(GIVEN RECORDS)

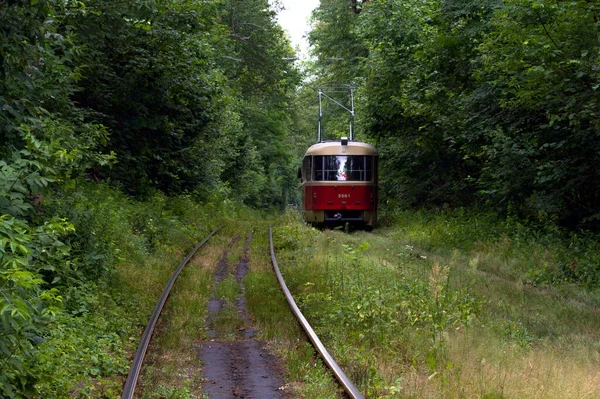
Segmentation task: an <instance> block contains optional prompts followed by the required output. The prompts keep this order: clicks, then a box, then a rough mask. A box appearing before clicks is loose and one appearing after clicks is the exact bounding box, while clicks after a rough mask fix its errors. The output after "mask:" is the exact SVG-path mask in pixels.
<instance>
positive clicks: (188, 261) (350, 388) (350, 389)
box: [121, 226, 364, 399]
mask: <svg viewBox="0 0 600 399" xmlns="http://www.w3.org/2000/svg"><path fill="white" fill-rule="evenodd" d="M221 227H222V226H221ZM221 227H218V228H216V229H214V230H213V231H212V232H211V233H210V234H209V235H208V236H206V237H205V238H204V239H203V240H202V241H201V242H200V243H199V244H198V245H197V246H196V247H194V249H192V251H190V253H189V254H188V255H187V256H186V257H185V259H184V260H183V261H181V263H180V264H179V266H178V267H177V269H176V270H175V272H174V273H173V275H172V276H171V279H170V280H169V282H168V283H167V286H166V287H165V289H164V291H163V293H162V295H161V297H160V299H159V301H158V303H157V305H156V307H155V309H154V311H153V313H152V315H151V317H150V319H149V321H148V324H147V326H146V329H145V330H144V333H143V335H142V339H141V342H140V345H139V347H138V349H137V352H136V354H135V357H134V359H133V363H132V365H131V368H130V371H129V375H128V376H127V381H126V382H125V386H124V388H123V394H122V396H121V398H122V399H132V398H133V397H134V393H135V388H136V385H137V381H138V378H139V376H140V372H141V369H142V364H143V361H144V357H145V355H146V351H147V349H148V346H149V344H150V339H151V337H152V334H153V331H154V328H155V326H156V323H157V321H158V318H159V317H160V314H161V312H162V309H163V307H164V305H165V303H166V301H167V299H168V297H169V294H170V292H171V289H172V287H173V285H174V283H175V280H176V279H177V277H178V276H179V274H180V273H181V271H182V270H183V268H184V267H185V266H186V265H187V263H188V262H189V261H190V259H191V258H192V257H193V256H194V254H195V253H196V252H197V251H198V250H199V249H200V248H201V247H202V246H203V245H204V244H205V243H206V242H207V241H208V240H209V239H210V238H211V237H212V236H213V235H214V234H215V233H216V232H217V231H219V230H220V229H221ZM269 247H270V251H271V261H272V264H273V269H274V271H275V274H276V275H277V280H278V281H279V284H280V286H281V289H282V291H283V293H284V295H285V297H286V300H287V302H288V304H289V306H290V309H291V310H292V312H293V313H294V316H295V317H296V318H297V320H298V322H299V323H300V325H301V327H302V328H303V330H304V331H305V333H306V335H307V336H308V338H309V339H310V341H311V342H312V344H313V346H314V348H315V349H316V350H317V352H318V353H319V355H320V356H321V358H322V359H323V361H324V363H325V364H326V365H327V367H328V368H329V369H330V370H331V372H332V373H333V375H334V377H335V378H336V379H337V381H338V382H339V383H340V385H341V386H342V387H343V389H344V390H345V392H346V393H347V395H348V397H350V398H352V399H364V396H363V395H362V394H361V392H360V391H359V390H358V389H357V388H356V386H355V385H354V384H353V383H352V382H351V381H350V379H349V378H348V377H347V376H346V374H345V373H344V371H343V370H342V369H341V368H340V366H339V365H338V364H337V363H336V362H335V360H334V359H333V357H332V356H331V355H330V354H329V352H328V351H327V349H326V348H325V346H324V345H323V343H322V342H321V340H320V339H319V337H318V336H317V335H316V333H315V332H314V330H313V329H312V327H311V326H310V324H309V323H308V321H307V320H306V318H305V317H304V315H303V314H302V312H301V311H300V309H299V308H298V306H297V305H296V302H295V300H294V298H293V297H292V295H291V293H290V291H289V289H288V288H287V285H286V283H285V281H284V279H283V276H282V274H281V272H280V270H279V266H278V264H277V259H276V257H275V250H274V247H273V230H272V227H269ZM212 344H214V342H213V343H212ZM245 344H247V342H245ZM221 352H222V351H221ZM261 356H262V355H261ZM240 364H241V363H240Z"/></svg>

(End GIVEN RECORDS)

ASSIGNMENT:
Substitute "coarse" for "rough" in everything from the start of the material down to the line containing "box: [121, 226, 364, 399]", changing nothing else and leaving the pictures out of your answer.

ANSWER FOR THE TASK:
Segmentation task: an <instance> block contains optional prompts followed by the required output. The prompts keep this order: clicks, then a box, then a coarse mask. A box appearing before clicks is loose and one appearing after clicks is the exact bounding box, while clicks after a coarse mask fix its errors. The output after "mask:" is the exact SVG-path mask in pixels.
<instance>
positive clicks: (188, 261) (350, 388) (350, 389)
box: [121, 226, 364, 399]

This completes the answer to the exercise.